Your instructions: Copy each of the entries below verbatim, leaving out the pictures.

Location identification entries
■ ■ ■ ■ ■ ■ ■

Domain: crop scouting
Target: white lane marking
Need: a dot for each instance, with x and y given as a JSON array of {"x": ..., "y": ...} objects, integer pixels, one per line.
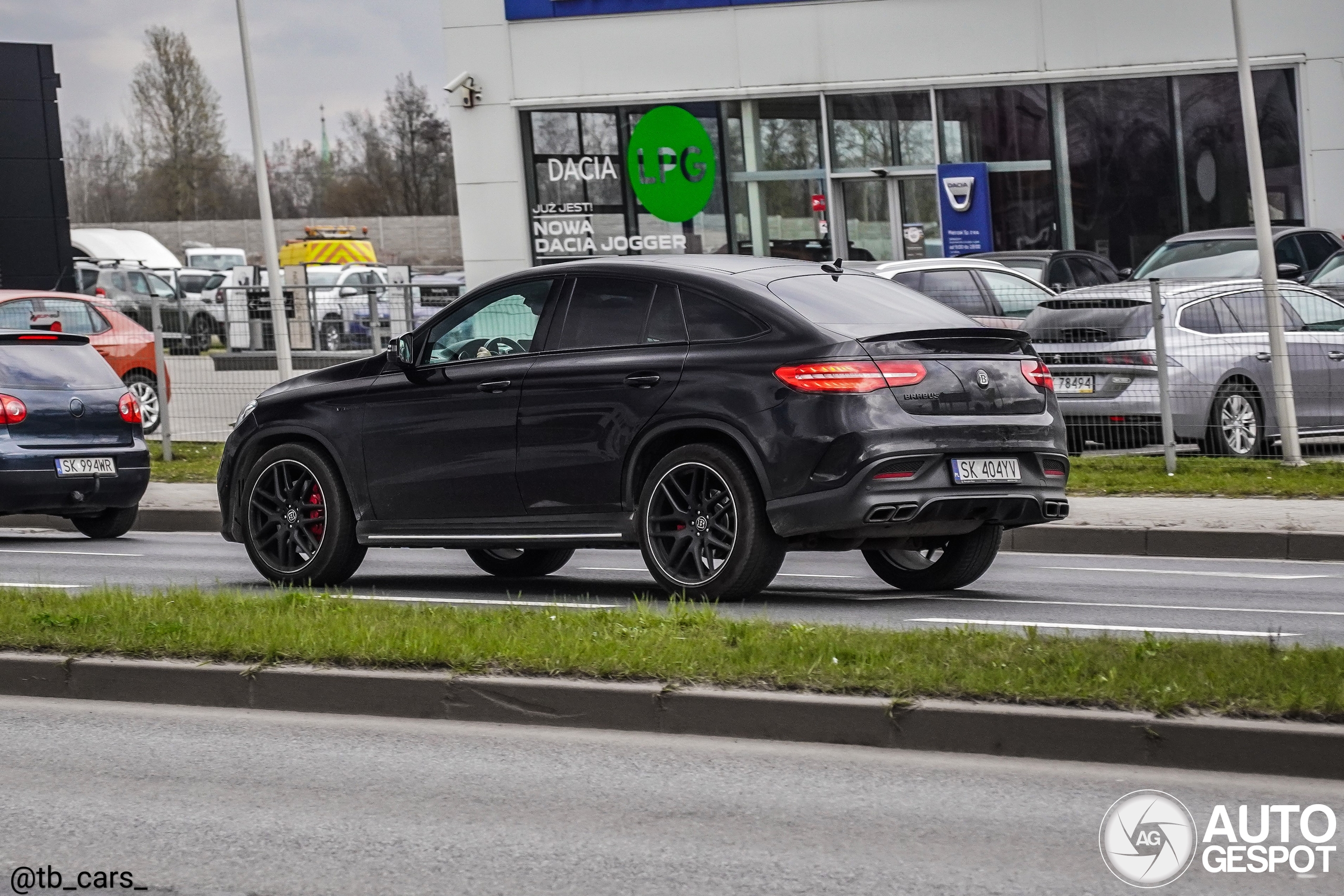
[
  {"x": 1221, "y": 575},
  {"x": 503, "y": 604},
  {"x": 799, "y": 575},
  {"x": 1129, "y": 606},
  {"x": 1079, "y": 625},
  {"x": 87, "y": 554}
]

■ ■ ■ ■ ■ ■ ■

Exercise answer:
Domain: crop scouting
Target: white lane marking
Need: a dot for each instance, with x and y given as a JSON array of {"x": ..., "y": ...} objects, integer pixels, one per line.
[
  {"x": 1221, "y": 575},
  {"x": 503, "y": 604},
  {"x": 799, "y": 575},
  {"x": 1129, "y": 606},
  {"x": 1079, "y": 625},
  {"x": 87, "y": 554}
]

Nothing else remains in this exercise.